═════ Entries supplied ═════

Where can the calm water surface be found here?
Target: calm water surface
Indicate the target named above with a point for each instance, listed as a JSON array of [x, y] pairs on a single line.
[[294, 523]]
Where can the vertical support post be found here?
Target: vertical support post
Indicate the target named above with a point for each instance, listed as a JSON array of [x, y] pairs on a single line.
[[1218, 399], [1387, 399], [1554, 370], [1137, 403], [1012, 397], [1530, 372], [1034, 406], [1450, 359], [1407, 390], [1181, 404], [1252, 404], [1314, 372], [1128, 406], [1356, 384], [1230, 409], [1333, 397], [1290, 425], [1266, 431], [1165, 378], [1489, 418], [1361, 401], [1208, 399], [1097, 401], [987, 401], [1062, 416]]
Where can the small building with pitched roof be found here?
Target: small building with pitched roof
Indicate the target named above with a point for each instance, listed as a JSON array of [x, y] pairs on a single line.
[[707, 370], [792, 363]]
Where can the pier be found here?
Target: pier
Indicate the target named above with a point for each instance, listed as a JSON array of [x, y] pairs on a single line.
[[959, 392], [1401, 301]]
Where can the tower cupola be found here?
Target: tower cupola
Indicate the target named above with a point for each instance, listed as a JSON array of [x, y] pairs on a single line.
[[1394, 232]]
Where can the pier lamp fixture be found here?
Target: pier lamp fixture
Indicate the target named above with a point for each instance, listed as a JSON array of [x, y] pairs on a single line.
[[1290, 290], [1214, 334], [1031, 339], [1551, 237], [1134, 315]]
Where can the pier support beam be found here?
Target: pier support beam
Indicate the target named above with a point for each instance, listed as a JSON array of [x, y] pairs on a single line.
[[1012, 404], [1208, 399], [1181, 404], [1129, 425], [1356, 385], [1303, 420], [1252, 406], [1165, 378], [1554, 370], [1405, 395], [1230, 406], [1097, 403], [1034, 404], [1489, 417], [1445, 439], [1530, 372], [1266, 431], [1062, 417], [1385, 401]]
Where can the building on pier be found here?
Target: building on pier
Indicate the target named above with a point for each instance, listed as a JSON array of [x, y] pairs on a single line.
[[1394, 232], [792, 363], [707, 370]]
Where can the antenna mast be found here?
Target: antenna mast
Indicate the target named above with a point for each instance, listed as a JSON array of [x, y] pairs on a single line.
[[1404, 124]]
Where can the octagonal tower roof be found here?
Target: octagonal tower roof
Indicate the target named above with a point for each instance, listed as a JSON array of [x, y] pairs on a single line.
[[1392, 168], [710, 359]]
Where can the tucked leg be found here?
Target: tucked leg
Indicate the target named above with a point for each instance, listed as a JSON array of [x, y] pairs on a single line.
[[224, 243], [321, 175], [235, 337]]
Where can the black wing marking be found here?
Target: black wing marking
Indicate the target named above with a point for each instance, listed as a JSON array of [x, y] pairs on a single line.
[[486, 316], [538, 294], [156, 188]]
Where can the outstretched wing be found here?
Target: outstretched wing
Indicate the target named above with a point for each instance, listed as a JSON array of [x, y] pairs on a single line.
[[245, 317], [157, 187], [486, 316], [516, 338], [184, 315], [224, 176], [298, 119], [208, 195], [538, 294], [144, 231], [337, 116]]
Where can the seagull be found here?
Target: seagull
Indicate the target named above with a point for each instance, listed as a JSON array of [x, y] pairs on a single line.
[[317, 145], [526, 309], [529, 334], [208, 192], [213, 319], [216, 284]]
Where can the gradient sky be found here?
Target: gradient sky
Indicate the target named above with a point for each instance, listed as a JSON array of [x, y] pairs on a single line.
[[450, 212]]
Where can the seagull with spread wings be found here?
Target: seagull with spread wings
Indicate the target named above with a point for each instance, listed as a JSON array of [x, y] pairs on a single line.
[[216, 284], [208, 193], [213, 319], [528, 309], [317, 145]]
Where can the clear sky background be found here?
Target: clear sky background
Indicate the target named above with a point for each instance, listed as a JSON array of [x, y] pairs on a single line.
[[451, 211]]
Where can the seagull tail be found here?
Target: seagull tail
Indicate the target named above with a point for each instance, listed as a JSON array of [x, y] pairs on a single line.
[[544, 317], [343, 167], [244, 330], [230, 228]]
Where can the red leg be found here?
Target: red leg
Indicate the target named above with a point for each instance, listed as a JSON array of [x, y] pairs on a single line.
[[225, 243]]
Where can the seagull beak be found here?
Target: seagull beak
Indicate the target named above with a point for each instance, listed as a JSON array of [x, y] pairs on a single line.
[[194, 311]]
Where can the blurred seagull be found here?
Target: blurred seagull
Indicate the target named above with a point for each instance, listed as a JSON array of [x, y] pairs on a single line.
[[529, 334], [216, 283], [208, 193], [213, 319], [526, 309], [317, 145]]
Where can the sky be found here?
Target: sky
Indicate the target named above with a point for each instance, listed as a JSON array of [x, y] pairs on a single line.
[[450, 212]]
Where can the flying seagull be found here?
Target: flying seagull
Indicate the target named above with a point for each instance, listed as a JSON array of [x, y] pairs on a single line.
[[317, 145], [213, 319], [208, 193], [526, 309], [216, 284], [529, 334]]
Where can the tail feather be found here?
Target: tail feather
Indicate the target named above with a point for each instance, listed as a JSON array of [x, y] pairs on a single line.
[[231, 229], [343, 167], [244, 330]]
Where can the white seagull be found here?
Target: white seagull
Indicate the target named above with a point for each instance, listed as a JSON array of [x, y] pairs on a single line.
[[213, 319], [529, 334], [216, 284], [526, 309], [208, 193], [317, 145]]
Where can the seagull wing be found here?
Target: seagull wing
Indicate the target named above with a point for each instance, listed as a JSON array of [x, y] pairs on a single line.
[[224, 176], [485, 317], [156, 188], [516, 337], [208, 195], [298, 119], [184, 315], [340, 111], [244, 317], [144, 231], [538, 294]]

═════

**Activity**
Copy each line of the listing verbatim.

**Output**
Where can the calm water surface be found here?
Target: calm water surface
Indicate the target named above with a point for each instance, listed as a JSON array of [x, y] pairs on a single line.
[[294, 523]]
Where can the vertical support post be found here?
Target: vertical support post
Indicate the target named above with a point for each instance, listed as a JSON array of [x, y] pairs on a single line.
[[1218, 399], [1387, 399], [1554, 370], [1137, 403], [1012, 397], [1530, 372], [1034, 406], [1450, 359], [1407, 390], [1181, 404], [1252, 404], [1314, 372], [1128, 406], [1356, 384], [1230, 409], [1333, 397], [1290, 425], [1266, 431], [1165, 378], [1489, 418], [1361, 401], [1208, 399], [1097, 401], [987, 401], [1062, 416]]
Where can the small building with pitched roof be found here?
Target: small building with pitched roof
Indicate the target named above with a point for each instance, listed as a JSON array of [x, y] pairs on a single line.
[[707, 370], [792, 363]]
Where can the pier be found here?
Target: pier
Indicate the target named above with a point for each instance, listed as a JSON array of [x, y] pairs on a single line.
[[959, 392], [1401, 301]]
Where can the tower cupola be found here?
Target: tower cupola
Indicate the target named above with a point for each instance, listed as a JSON array of [x, y] pairs on a single line.
[[1394, 232]]
Where can the pier lamp fixture be found here?
Target: pier lamp fixture
Indicate the target named above with a point for each instance, listed as a JSON array of [x, y] pairs on a single line.
[[1290, 290], [1214, 334], [1031, 339], [1551, 237], [1134, 315]]
Where can the pier support beam be found here?
Target: pier support beam
Indicate the target named above with a point for each instance, listed as a JSON array of [x, y] pairs on a single line.
[[1012, 404], [1208, 399], [1181, 404], [1129, 425], [1356, 385], [1303, 420], [1252, 406], [1165, 378], [1554, 370], [1405, 395], [1230, 406], [1097, 403], [1034, 404], [1489, 417], [1445, 439], [1530, 372], [1266, 431], [1062, 417], [1385, 401]]
Where can the building on pier be found here?
Target: building on pier
Indicate the target named above with a point for each instance, listed as a JSON array of [x, y] pairs on a single line.
[[1394, 232], [792, 363], [707, 370]]
Where can the antenna mast be found here?
Target: antenna mast
Indicate the target named above with a point for each instance, listed as a JSON array of [x, y] pairs on a single line.
[[1404, 124]]
Where can the octagonal tower roof be found here?
Target: octagonal tower roof
Indicate the target named above with a point for each instance, listed as a JSON array of [x, y] pairs on a single line.
[[1392, 168], [710, 359]]
Where can the tucked leg be found here?
Target: tucked leg
Indicate the target named above with a point for each instance, listed as a JSON array of [x, y] pairs on a single line.
[[224, 243], [321, 175], [235, 337]]
Where can the black wing marking be found here?
Target: black wing marking
Indicate the target named above with a point for each instance, listed as a JSON array of [x, y] pairs on a single line.
[[486, 316], [538, 294], [156, 188]]
Where can the outstretched wing be found here?
Target: outstretched wing
Indicate the target named above with a point for each instance, listed as a JSON array of [x, y] pairs on a single line.
[[245, 317], [157, 187], [486, 316], [516, 338], [184, 315], [224, 176], [298, 119], [208, 195], [538, 294], [144, 231], [337, 116]]
Where can the seagull be found here?
Target: seagull
Indicate the target named above with a point for each instance, listed as a JSON array of [x, y] pairs on a single line.
[[317, 145], [526, 309], [529, 334], [208, 192], [213, 319], [216, 284]]
Where can the gradient sky be found here?
Target: gradient sky
Indicate the target named above with a point for each instance, listed as a JSON array of [x, y] pairs on a single line.
[[450, 212]]
Where can the seagull with spread wings be found here?
Target: seagull with spread wings
Indicate the target named above with a point for each instance, listed as a JSON array of [x, y] pairs on a single line.
[[216, 284], [208, 193], [213, 319], [528, 309], [317, 145]]
Where can the clear sky background be found here?
Target: clear sky background
Indicate the target named above with a point for each instance, listed as a JSON array of [x, y] pairs on a single line.
[[451, 211]]
Where can the seagull tail be found here?
Target: seagull tail
Indicate the target named above with a point for each instance, listed as a JSON array of [x, y] pairs on a single line.
[[544, 317], [343, 167], [244, 330], [230, 228]]
Where can the red leg be found here?
Target: red leg
Indicate the target named above with a point for each instance, listed as a JSON array of [x, y] pairs on a single line.
[[225, 243]]
Where can the seagull beak be found here?
Target: seagull beak
Indicate the target named above with a point for each instance, listed as a JSON array of [x, y] pairs on a single line.
[[194, 311]]
Where can the blurred seagull be found here?
Target: blurred seagull
Indicate the target named above with a point for each instance, listed as a JSON array of [x, y] pairs on a single line.
[[529, 334], [216, 283], [208, 193], [213, 319], [526, 309], [317, 145]]
Where can the sky be found here?
Target: sky
Indicate the target named above with a point for each instance, listed as a JSON array of [x, y] pairs on a single line.
[[450, 212]]
Where can the flying seagull be found here?
Target: flying seagull
Indicate the target named above with a point for each instance, listed as a JSON array of [x, y] pairs on a single line.
[[317, 145], [213, 319], [208, 193], [526, 309], [216, 284], [529, 334]]
Where can the tail feather be found here?
Target: tail feather
Indicate the target named above with a point for each instance, listed as a JSON array of [x, y] pairs on a single line.
[[231, 229], [343, 167], [244, 330]]
Where can the white seagull be found here?
Target: white seagull
Indicate the target named above with a point for each instance, listed as a JSON array of [x, y] pairs on a single line.
[[213, 319], [529, 334], [216, 284], [526, 309], [208, 193], [317, 145]]
Where can the seagull wing be found here?
Target: seagull wing
Indicate the target named above with a point for each instance, listed as a JSON array of [x, y] pairs on a single line.
[[224, 176], [485, 317], [156, 188], [516, 337], [208, 195], [298, 119], [184, 315], [340, 111], [244, 317], [144, 231], [538, 294]]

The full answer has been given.